Texto de origem:
2. XX & YY, Ld.ª, passou a ter a denominação social de XX & YY -TRABALHO TEMPORÁRIO, Ld.ª, a partir de 7 de Dezembro de 2023 e tem atualmente por objeto social “Cedência temporária de trabalhadores para utilização de terceiros, transporte de mercadorias, distribuição e logística”, sendo seus sócios gerentes DD, com o NIF ..., e BB, NIF ..., ambos residentes na Rua 1.
3. XX & YY, Ld.ª desenvolve a sua atividade em regime de prestação de serviços a entidades terceiras, tendo celebrado um “Contrato de prestação de Serviços, de Transporte, distribuição e recolha de objetos EMS, banca e Outsourcing” com CTT Expresso-Serviços Postais e Logística, S.A., para prestação de serviços no “Ponto CTT – MARL” (Mercado Abastecedor da Região de Lisboa) nos termos que constam do documento nº 1 junto com a contestação, cujo teor se dá por reproduzido.
4. Em serviços de inspeção realizados pela ACT, no dia 10 de Novembro de 2023, entre as 10 horas e as 14:00 horas, no Centro Operacional da CTT Expresso – Serviços Postais e Logística, S.A., designado de “Ponto CTT – MARL (Mercado Abastecedor da Região de Lisboa)”, sito em Lugar do Quintanilho, 2660-998 São Julião do Tojal, foi verificado que AA, com o NISS ..., NIF316965138, se encontrava ali a prestar a atividade no âmbito da operação logística de armazém.
5. Entre XX & YY, Ld.ª e o(a) referido(a) colaborador(a) foi celebrado, verbalmente, um contrato que denominaram de contrato de prestação de serviços, em 26 de Julho de 2023.
6. O local de trabalho do(a) colaborador(a) situa-se nas instalações que constituem o Centro Operacional da CTT Expresso, localizado no MARL (Mercado Abastecedor da Região de Lisboa).
7. Este Centro Operacional funciona em todos os dias da semana, 24 horas por dia, com
interregno entre as 00:00 horas de sábado e as 16 horas de domingo.
8. Existem três turnos de trabalho, sendo que um se inicia de manhã, outro à tarde e outro à noite.
9. O(a) colaborador(a) iniciou funções, tendo passado a emitir recibos.
10. O colaborador da Ré aufere uma remuneração mensal que atinge em média 998 euros mensais, sendo-lhe paga a quantia de 5,00 Euros por hora.
11. Em contrapartida pelas importâncias recebidas, o(a) referido(a) colaborador(a) emitiu recibos eletrónicos, vulgo “recibos verdes”, à razão de 1 recibo por cada mês de trabalho (respeitando cada um ao trabalho do mês anterior), dirigidos à ora Ré.
12. O trabalho executado pelos colaboradores da Ré, incluindo o/a acima identificado/a, abrange as tarefas realizadas no setor da indução (local onde são colocados caixas/pacotes/encomendas num tapete rolante), no setor das “tulhas” (zona onde caem as ditas caixas/pacotes).

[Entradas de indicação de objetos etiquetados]
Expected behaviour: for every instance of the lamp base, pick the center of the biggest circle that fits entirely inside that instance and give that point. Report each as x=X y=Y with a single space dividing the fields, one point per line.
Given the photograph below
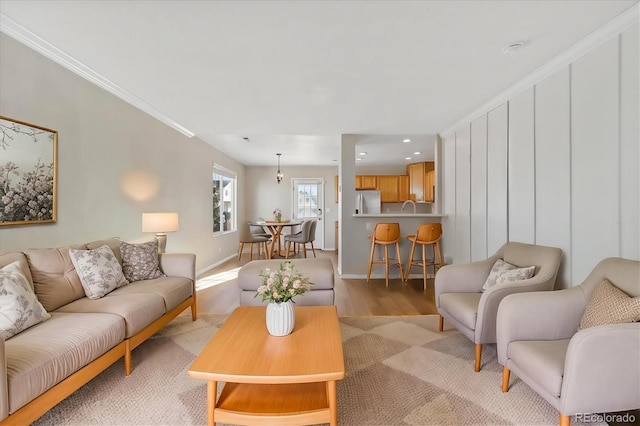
x=162 y=241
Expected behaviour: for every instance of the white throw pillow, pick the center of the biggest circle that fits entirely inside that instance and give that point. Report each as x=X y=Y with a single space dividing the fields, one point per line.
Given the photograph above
x=504 y=272
x=99 y=271
x=19 y=306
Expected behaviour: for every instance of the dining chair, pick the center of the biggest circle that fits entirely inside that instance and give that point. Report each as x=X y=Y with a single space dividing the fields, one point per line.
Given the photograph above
x=249 y=234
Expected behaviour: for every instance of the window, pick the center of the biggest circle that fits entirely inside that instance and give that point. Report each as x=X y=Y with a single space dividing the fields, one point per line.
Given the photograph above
x=224 y=200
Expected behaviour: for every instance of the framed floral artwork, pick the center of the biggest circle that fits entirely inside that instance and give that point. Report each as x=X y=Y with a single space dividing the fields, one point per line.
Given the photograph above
x=28 y=169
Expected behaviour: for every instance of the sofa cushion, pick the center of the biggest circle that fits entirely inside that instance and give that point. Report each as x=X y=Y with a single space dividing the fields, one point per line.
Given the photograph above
x=140 y=261
x=19 y=307
x=610 y=305
x=99 y=271
x=542 y=361
x=55 y=279
x=504 y=272
x=319 y=271
x=42 y=356
x=113 y=243
x=137 y=310
x=174 y=290
x=463 y=305
x=23 y=263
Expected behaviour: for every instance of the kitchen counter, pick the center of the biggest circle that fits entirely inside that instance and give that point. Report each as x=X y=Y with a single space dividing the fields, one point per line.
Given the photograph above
x=399 y=214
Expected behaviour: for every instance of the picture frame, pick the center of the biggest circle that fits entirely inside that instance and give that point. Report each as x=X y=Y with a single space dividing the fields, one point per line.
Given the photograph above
x=28 y=173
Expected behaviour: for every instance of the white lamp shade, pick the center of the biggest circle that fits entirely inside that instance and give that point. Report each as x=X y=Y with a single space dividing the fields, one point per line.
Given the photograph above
x=160 y=222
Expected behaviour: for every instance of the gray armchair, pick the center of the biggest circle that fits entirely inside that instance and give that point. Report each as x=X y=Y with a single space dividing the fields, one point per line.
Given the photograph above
x=594 y=370
x=462 y=302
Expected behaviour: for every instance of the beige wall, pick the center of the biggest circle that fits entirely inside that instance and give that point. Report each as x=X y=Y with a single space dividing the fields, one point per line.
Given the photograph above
x=107 y=147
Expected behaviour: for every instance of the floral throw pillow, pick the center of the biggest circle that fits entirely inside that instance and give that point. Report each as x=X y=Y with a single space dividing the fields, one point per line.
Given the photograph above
x=504 y=272
x=140 y=261
x=19 y=306
x=99 y=271
x=610 y=305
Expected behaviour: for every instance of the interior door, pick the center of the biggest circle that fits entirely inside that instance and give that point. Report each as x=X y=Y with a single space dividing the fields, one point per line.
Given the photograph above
x=308 y=203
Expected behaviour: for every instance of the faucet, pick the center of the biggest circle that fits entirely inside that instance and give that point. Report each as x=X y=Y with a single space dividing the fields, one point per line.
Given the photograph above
x=405 y=203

Tarefas a realizar:
A. Segundo o texto de origem, em que data foi celebrado verbalmente o contrato entre XX & YY, Ld.ª e o(a) colaborador(a)?
B. Indique se cada afirmação está de acordo com o texto de origem, com sim ou não e as palavras do texto que o decidem, citadas tal como aparecem: (i) Existem dois turnos de trabalho. (ii) A inspeção da ACT decorreu no dia 10 de novembro de 2023. (iii) Os recibos eletrónicos eram emitidos semanalmente.
C. Continue o texto de origem, sobre o trabalho prestado no Ponto CTT – MARL, a partir do ponto em que termina.
A listagem não tem relação com o texto de origem.

Respostas dadas:
A. Em 26 de Julho de 2023.

B.
(i) Não: "Existem três turnos de trabalho".
(ii) Sim: "no dia 10 de Novembro de 2023".
(iii) Não: "à razão de 1 recibo por cada mês de trabalho".

C.
13. Todos os colaboradores da Ré, incluindo o acima identificado, são detentores de um cartão de identificação que foi fornecido pela CTT Expresso, onde consta o nome, foto e número de trabalhador, o qual inicia com as letras SC, seguidas de 5 algarismos, tendo o/a colaborador/a o n.º SC27160.
14. No exercício das suas funções, os colaboradores, incluindo o colaborador em causa, utilizam em equipamento eletrónico (“PDA”) do qual não são proprietários e com o qual executam a triagem das encomendas em função do código postal de destino, para efeito de posterior entrega.
15. Os colaboradores da Ré, incluindo o colaborador em questão, envergam um colete de trabalho de cor amarela, fluorescente, distinguindo-se dos trabalhadores próprios da CTT.
16. No exercício das suas funções, o(a) referido(a) colaborador(a) utiliza os equipamentos e instrumentos de trabalho da entidade com quem a Ré celebrou contrato de prestação de serviços. i.e., fornecidos pelos CTT-Correios de Portugal, S.A., quer pela Ré.
17. O colaborador vem, portanto, exercendo atividade ao serviço da Ré desde 26 de Julho de 2023.
18. Também exercem atividade no local, executando o mesmo tipo de tarefas, trabalhadores diretamente contratados, com contrato de trabalho, pela CTT.
19. Desde o ano de 2005, exerce funções como trabalhador da Ré CC, exercendo funções como motorista, tendo também a seu cargo as tarefas de recrutar/selecionar trabalhadores.
20. CC é visto como um supervisor desses trabalhadores pelas chefias da CTT Expresso.
21. O/A colaborador/a cumpre tempos de trabalho de 8 horas diárias, em cinco dias por
semana, conforme definido pela Ré, sendo o turno definido com base nas necessidades comunicadas pela CTT Expresso.
22. Por vezes, o(a) colaborador(a) presta ainda a sua atividade aos domingos.
23. Perfazendo uma média de 199 horas por mês.
24. À data da visita inspetiva, o/a colaborador/a praticava o turno das 07h às 15:00h.
25. O/A referido colaborador/a, e os outros colaboradores da Ré, integram um grupo na
aplicação Whatsapp, criado pela Ré, no qual são transmitidas informações pertinentes
para o exercício da atividade pelos colaboradores.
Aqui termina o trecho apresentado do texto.